What you need to do
Do not include the pictures; repeat the rest of the data exactly.

Records provided
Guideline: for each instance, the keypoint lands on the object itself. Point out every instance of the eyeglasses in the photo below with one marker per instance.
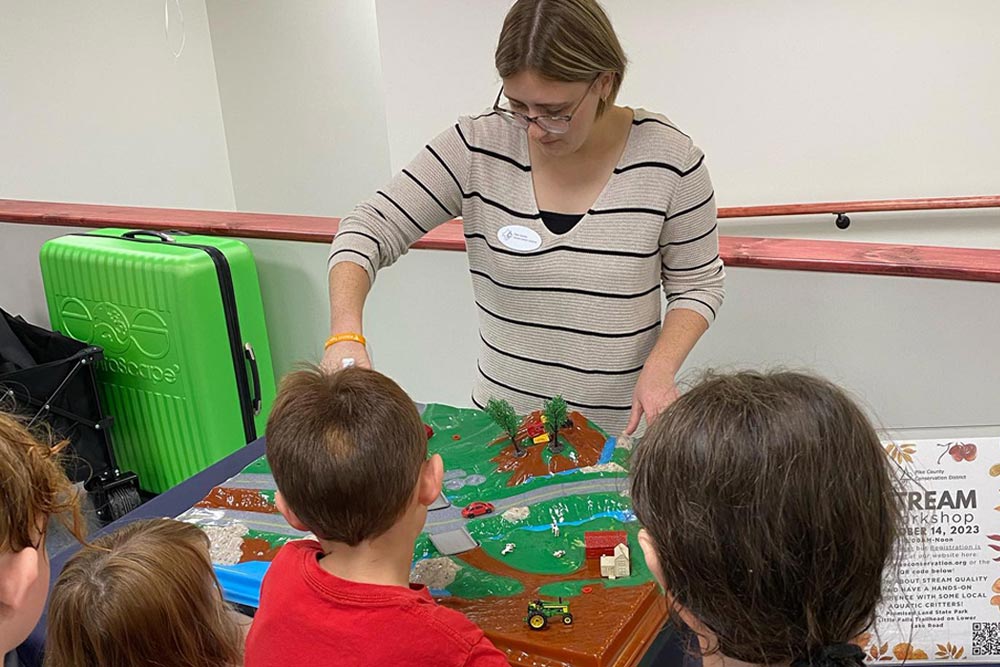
(551, 124)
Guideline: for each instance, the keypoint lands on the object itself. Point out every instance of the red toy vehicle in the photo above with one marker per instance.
(477, 508)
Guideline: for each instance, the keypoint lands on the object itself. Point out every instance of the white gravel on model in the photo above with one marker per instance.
(436, 573)
(226, 541)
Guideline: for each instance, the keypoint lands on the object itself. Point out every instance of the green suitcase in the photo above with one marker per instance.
(187, 370)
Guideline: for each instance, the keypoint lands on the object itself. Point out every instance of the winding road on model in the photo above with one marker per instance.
(442, 520)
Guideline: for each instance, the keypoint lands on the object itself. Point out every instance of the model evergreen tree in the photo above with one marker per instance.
(555, 411)
(503, 415)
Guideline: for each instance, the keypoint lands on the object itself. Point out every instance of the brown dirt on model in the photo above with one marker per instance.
(586, 440)
(246, 500)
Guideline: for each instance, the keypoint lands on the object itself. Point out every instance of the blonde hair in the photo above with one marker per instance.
(562, 40)
(146, 594)
(33, 487)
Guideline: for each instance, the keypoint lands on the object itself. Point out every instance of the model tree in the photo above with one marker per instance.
(503, 415)
(555, 411)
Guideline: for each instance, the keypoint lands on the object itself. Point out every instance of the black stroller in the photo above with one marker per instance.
(51, 379)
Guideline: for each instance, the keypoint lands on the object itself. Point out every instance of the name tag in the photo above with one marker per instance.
(518, 237)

Expected answer
Guideline: for each instance, the keypoint lands on the object itself. Point out every instance of the eyeglasses in the photo below with one marker per instance.
(551, 124)
Guideline: for each instance, the keypoint lands on the object itself. Point out every instance of the red toy vehicle in the photo above with one marker per instance.
(477, 508)
Guideline: for each instance, the keypoint lands on the object itself. Point out every instance of the white gravel on model in the photo above with one marker per instance.
(436, 573)
(226, 541)
Guideline: for each instance, the keypoint lands on the object itself. Point out every instance of the green suitcase in the photo above with one marker per instance.
(187, 370)
Guideline: for each instance, the keypoint lands on the object itself. Point out every instance of the winding road on model in the photo above with one marker per instance.
(442, 520)
Guideline: for each instance, the keypoint lands on the object itself. Point out every instance of the model evergreen tree in the photo above with one marker per instance.
(555, 411)
(503, 415)
Guideline: for each instance, the keypoint lands on the object itself. Point out every instance of the brown dirt on model in the photo above with one marker per instance.
(586, 440)
(246, 500)
Guideline: for each instance, the keypoint lands on the object itself. Point out every instance of the blonde hair in the photo above with one marker per instance.
(562, 40)
(146, 594)
(33, 487)
Guideline: for each instance, the keypoint lands on the object itself. Point out every instance of the model tree in the photo above with one marker per instance.
(503, 415)
(555, 411)
Guideline: for each instance, the keypoint lands on the object itself. Point out every instance of the black stroller in the photo above with one marker per instance.
(51, 379)
Guideline: for each instance, the keypoint lands on the object itself. Point out every instance of the name tag in the photo above with one marker per instance.
(518, 237)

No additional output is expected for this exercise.